▶ Text section
Bench Memos

Law & the Courts

Revisiting Harris Funeral Homes’ Compelling Government Interest Analysis after Fulton

The Supreme Court building in Washington, D.C., June 17, 2021. (Jonathan Ernst/Reuters)

In the latest Supreme Court showdown involving LGBT discrimination and religious liberty, Fulton v. Philadelphia, the Court ruled 9–0 for religious liberty. The issue in Fulton was whether the City of Philadelphia could ban Catholic Social Services (CSS) from the city’s foster-care program for declining to certify same-sex couples as foster parents based on CSS’s religious beliefs about marriage. Dozens of other foster agencies were willing to certify same-sex couples as foster parents. The Court unanimously held that the City’s actions violated the Free Exercise Clause of the First Amendment.

To reach this conclusion, the majority of Justices looked to Employment Division v. Smith, a 1990 case that subjects non-neutral and non-generally applicable government policies or laws to “strict scrutiny” when they burden religious exercise. Strict scrutiny means the policies are unconstitutional unless the government can prove it has a compelling, narrowly tailored interest to justify burdening religious exercise. As Fulton explained, “so long as the government can achieve its interests in a manner that does not burden religion, it must do so.”

▶ Task A
In the text about the Fulton ruling, list every item written with digits, such as dates and vote counts.
The records after this point are separate material and have no connection to the text above.

▶ Part of a data file
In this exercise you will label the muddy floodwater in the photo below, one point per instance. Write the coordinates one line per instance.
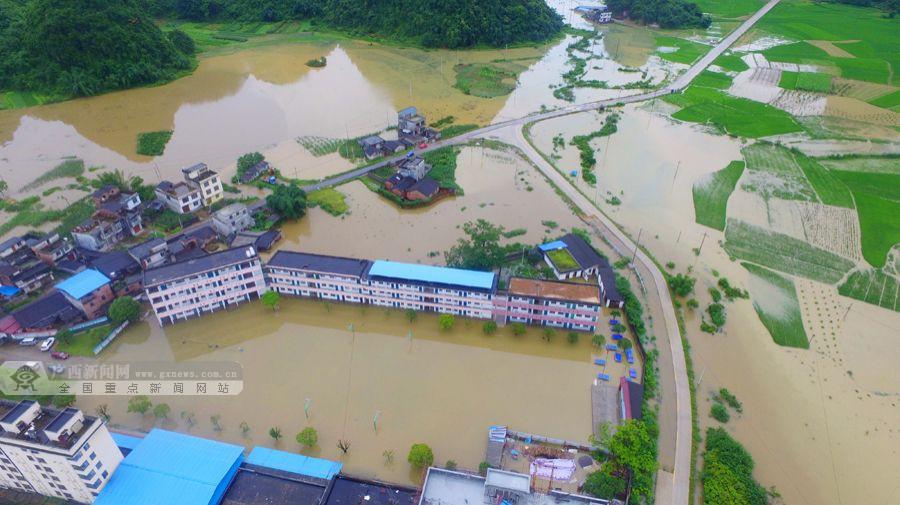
(821, 424)
(439, 388)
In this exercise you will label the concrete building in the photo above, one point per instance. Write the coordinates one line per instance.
(206, 181)
(190, 288)
(565, 305)
(446, 487)
(89, 291)
(180, 197)
(57, 453)
(232, 219)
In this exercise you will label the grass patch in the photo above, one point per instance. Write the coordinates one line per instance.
(872, 286)
(443, 167)
(731, 115)
(732, 62)
(153, 143)
(685, 51)
(71, 167)
(783, 253)
(805, 81)
(562, 259)
(775, 301)
(877, 197)
(711, 195)
(484, 80)
(330, 200)
(877, 51)
(82, 344)
(710, 79)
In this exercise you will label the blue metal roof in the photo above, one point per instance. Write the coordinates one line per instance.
(294, 463)
(552, 246)
(83, 283)
(169, 467)
(426, 273)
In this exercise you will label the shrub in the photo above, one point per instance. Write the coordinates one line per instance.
(719, 413)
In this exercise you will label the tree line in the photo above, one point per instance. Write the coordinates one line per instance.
(432, 23)
(83, 47)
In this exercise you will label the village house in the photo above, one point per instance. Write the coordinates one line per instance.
(232, 219)
(207, 181)
(117, 216)
(217, 281)
(150, 253)
(89, 291)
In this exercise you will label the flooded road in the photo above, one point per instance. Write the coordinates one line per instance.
(820, 423)
(439, 388)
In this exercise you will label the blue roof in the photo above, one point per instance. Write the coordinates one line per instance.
(552, 246)
(294, 463)
(83, 283)
(126, 441)
(440, 275)
(169, 467)
(9, 290)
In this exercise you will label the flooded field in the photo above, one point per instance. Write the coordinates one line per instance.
(820, 423)
(256, 99)
(439, 388)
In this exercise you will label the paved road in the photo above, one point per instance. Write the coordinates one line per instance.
(679, 84)
(672, 487)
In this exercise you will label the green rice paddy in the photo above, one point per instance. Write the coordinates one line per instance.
(783, 253)
(711, 195)
(782, 316)
(731, 115)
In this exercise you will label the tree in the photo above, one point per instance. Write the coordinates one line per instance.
(124, 308)
(308, 437)
(271, 299)
(161, 411)
(420, 456)
(480, 249)
(603, 484)
(682, 285)
(634, 446)
(182, 41)
(140, 404)
(288, 201)
(248, 161)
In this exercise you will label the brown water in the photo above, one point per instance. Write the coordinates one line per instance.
(256, 99)
(440, 388)
(821, 424)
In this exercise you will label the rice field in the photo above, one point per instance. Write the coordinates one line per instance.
(731, 115)
(872, 286)
(320, 146)
(783, 253)
(775, 302)
(711, 195)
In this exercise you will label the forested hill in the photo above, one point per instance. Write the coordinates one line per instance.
(434, 23)
(84, 47)
(665, 13)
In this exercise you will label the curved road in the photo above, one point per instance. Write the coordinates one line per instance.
(672, 487)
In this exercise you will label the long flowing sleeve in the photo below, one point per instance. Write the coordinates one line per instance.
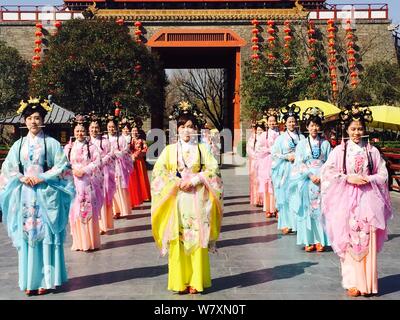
(54, 194)
(207, 199)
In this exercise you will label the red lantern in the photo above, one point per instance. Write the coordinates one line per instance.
(117, 111)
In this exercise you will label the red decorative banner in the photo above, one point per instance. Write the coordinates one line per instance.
(288, 38)
(255, 40)
(271, 39)
(138, 32)
(311, 48)
(350, 54)
(38, 45)
(332, 56)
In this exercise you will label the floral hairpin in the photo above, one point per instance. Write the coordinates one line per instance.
(313, 112)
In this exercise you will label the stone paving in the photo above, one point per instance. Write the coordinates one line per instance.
(254, 261)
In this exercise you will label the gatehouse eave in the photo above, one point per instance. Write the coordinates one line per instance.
(201, 15)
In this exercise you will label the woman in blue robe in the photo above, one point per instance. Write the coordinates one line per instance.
(283, 157)
(311, 154)
(36, 190)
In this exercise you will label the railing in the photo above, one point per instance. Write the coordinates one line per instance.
(37, 13)
(353, 11)
(335, 11)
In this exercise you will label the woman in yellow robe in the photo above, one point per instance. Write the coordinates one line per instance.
(186, 209)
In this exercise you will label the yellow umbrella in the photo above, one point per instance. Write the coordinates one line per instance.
(385, 117)
(328, 108)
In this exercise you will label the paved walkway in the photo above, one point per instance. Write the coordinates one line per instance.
(254, 261)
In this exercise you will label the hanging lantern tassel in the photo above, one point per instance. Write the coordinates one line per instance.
(350, 54)
(38, 45)
(332, 56)
(138, 32)
(271, 39)
(312, 42)
(255, 40)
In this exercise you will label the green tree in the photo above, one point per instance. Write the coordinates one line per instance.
(273, 83)
(381, 80)
(91, 64)
(14, 75)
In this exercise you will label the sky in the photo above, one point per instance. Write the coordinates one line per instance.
(394, 5)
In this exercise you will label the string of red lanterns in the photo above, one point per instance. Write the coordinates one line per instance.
(271, 39)
(57, 24)
(332, 57)
(138, 32)
(288, 38)
(38, 45)
(255, 40)
(311, 48)
(350, 54)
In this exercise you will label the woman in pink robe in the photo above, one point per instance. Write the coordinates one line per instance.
(123, 167)
(85, 210)
(356, 205)
(108, 174)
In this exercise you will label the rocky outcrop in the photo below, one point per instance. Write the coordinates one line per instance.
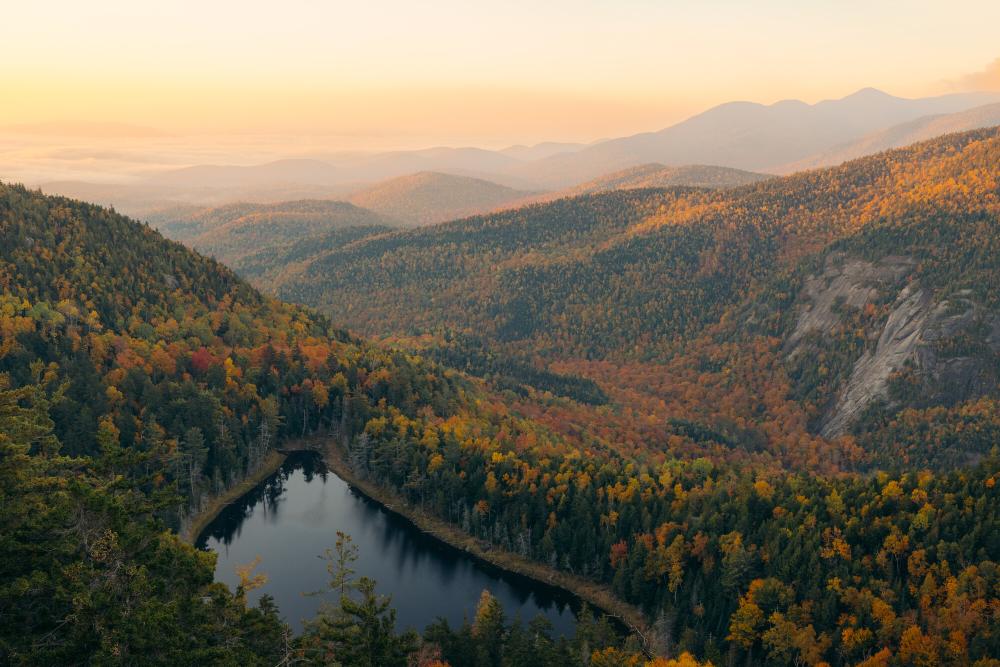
(844, 283)
(896, 346)
(915, 336)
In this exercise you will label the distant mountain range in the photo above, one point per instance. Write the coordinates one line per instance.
(655, 175)
(745, 135)
(439, 183)
(428, 197)
(235, 232)
(904, 134)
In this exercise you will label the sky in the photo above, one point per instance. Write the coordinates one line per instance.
(386, 74)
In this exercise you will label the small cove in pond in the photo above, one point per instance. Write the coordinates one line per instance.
(293, 516)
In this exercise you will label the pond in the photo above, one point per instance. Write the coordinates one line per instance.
(293, 516)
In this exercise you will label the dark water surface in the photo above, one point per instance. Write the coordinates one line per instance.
(293, 516)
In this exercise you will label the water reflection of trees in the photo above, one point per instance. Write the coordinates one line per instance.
(396, 551)
(227, 527)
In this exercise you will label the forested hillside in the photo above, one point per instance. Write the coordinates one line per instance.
(233, 232)
(695, 482)
(659, 282)
(428, 197)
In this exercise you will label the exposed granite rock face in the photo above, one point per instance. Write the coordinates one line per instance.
(845, 282)
(918, 328)
(897, 345)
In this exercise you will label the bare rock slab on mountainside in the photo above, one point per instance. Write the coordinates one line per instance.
(922, 334)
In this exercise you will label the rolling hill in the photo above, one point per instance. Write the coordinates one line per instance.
(725, 327)
(904, 134)
(655, 176)
(430, 197)
(746, 135)
(646, 274)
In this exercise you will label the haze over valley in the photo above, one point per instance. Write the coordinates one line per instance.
(571, 334)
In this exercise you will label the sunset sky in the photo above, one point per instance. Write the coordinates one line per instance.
(409, 73)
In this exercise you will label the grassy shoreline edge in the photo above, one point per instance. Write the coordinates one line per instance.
(214, 507)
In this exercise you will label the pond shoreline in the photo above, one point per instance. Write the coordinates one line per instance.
(594, 594)
(200, 521)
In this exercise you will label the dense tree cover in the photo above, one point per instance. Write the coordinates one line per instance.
(234, 232)
(175, 356)
(701, 492)
(506, 371)
(90, 575)
(733, 562)
(627, 273)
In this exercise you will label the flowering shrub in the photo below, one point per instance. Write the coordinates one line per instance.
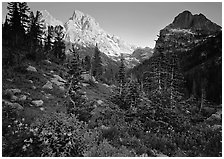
(60, 135)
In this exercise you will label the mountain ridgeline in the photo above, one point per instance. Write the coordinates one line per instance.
(197, 43)
(73, 90)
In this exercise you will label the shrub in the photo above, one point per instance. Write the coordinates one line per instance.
(60, 135)
(105, 149)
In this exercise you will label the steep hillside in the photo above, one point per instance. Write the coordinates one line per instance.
(197, 42)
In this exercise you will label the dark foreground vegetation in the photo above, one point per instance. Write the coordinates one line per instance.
(155, 115)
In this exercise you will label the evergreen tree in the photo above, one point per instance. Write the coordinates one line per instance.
(121, 75)
(74, 83)
(87, 63)
(59, 45)
(35, 33)
(132, 95)
(97, 69)
(6, 32)
(48, 39)
(15, 23)
(24, 12)
(175, 80)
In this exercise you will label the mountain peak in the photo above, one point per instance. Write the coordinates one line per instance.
(49, 19)
(186, 20)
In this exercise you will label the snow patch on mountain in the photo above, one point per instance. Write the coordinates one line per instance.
(83, 29)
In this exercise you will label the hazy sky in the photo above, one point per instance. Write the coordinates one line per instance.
(135, 22)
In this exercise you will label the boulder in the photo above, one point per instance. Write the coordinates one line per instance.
(215, 117)
(31, 68)
(85, 84)
(13, 105)
(58, 80)
(48, 85)
(215, 127)
(30, 81)
(38, 103)
(47, 61)
(22, 98)
(14, 98)
(161, 155)
(12, 91)
(106, 85)
(87, 77)
(42, 109)
(100, 102)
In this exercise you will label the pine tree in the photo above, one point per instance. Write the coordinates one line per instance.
(48, 39)
(132, 95)
(97, 67)
(175, 80)
(35, 34)
(6, 31)
(24, 12)
(121, 75)
(74, 83)
(59, 45)
(87, 63)
(15, 23)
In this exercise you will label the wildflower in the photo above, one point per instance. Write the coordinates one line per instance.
(24, 148)
(69, 134)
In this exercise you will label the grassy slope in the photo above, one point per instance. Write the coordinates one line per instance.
(18, 77)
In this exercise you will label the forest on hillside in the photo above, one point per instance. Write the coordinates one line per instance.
(157, 109)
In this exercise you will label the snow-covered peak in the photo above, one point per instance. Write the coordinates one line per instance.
(49, 20)
(85, 28)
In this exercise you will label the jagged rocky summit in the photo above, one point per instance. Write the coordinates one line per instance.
(83, 29)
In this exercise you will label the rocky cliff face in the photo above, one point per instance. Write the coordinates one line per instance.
(187, 31)
(83, 29)
(197, 22)
(49, 20)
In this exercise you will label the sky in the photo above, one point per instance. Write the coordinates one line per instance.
(137, 23)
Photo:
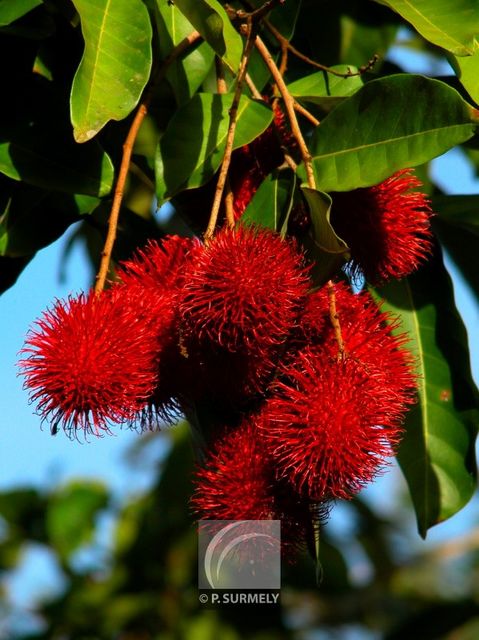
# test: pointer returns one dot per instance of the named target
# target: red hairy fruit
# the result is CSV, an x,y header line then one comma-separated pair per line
x,y
386,226
238,482
329,425
244,290
157,266
157,273
91,361
370,336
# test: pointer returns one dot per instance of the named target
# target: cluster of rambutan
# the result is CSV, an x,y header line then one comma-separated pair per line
x,y
297,417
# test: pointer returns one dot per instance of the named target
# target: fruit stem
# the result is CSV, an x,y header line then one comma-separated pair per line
x,y
233,112
141,112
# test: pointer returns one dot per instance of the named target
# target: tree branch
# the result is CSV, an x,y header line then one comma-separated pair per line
x,y
220,185
289,106
284,43
126,159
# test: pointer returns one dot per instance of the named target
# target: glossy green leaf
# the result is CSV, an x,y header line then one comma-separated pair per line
x,y
437,451
210,19
461,245
272,203
192,147
36,218
380,130
460,211
185,74
467,70
283,17
115,66
322,88
71,515
344,32
328,251
44,161
450,24
11,10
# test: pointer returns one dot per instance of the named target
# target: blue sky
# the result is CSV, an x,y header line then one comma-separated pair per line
x,y
29,455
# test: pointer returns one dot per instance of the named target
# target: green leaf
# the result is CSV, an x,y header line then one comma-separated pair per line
x,y
381,129
35,218
437,451
450,24
211,20
328,251
71,515
11,10
272,203
460,211
115,65
467,70
283,17
186,74
323,88
46,160
192,147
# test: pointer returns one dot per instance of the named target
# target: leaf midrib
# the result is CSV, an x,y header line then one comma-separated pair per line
x,y
96,56
391,140
422,392
436,28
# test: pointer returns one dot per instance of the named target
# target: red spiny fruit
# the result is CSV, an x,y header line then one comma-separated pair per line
x,y
238,482
386,226
370,337
92,360
329,425
243,291
156,273
157,266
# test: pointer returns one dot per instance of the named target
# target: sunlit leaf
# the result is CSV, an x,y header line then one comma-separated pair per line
x,y
467,70
437,451
44,162
71,515
321,87
115,65
187,73
211,20
271,205
452,25
192,147
381,129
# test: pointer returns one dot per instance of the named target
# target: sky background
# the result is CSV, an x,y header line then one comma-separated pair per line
x,y
29,455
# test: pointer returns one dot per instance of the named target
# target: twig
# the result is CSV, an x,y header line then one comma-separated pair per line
x,y
307,160
126,158
253,88
289,106
285,43
220,185
221,86
307,114
255,15
334,317
229,197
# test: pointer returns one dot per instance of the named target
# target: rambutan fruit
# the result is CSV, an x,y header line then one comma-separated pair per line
x,y
238,481
91,361
329,425
386,226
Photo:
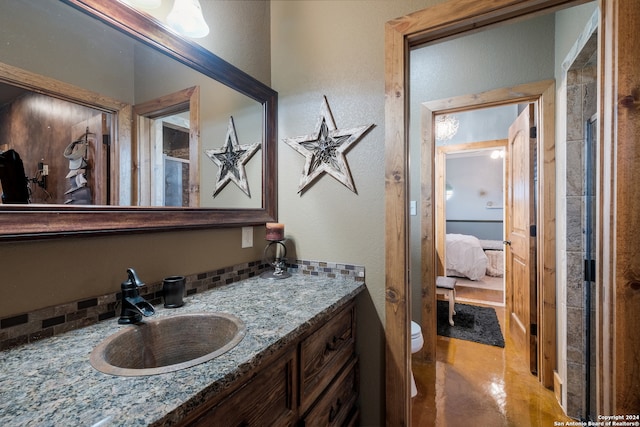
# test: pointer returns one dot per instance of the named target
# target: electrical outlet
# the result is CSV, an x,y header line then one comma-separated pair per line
x,y
247,237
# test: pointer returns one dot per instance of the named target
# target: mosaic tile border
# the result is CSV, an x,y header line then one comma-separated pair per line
x,y
25,328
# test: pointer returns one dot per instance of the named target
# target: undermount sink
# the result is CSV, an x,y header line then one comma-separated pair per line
x,y
167,344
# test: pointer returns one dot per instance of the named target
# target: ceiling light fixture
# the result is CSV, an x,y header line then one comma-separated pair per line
x,y
446,127
186,19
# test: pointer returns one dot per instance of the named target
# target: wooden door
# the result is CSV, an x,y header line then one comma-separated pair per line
x,y
520,254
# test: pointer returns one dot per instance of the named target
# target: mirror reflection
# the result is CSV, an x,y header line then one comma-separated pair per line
x,y
77,148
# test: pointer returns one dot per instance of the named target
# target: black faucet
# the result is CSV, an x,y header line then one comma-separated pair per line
x,y
133,305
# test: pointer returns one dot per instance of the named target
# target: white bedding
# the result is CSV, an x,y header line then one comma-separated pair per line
x,y
465,257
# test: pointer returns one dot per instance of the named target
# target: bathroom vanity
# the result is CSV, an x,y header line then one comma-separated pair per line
x,y
320,369
297,362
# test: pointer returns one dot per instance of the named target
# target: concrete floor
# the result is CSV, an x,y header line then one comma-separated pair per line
x,y
474,384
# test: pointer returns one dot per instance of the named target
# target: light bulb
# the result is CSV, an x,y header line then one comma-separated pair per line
x,y
187,20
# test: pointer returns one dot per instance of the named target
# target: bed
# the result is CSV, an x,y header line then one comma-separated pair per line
x,y
494,250
470,257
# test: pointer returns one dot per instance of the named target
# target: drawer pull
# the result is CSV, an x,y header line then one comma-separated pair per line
x,y
334,411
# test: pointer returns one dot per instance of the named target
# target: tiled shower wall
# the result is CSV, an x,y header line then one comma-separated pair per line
x,y
581,106
47,322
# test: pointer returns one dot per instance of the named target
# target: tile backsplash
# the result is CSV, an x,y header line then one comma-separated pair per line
x,y
43,323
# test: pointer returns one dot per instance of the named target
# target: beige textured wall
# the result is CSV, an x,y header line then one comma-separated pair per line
x,y
336,49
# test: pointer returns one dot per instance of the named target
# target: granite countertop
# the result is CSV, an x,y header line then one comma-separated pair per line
x,y
51,382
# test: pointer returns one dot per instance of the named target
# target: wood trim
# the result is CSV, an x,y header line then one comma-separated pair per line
x,y
546,236
619,202
120,111
27,222
397,292
437,22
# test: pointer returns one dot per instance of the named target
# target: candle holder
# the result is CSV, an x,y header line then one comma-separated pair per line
x,y
279,263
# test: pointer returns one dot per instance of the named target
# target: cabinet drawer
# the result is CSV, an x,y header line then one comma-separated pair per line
x,y
324,353
337,406
266,399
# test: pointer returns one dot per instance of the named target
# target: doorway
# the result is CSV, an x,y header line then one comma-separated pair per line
x,y
541,95
168,142
470,209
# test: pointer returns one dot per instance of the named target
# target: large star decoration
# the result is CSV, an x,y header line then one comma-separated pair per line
x,y
231,159
325,150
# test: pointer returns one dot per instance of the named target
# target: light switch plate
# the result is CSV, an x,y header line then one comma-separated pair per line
x,y
247,237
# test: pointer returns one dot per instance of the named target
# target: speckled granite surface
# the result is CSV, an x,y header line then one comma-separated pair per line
x,y
51,382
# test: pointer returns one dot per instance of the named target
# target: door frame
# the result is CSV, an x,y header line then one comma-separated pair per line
x,y
143,116
450,18
440,193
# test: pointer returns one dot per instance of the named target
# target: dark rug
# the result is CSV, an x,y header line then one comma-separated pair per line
x,y
471,323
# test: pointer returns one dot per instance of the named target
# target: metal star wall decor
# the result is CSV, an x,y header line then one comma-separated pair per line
x,y
325,150
231,159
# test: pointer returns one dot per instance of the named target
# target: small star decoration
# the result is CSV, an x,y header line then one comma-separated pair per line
x,y
231,159
325,149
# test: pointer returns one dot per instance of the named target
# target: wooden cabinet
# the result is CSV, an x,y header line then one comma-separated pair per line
x,y
266,399
337,405
312,382
323,354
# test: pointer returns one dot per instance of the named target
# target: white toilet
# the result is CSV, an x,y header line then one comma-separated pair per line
x,y
416,344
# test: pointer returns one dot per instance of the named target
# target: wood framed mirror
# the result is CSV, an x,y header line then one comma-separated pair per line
x,y
120,211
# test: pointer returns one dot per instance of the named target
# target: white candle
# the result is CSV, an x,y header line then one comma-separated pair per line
x,y
275,231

▶ Task B
Please pick out every line of the records that contains the word "wooden".

▶ Written response A
June 17, 2021
9–0
1990

▶ Written response B
# target: wooden door
# target: wooden cabinet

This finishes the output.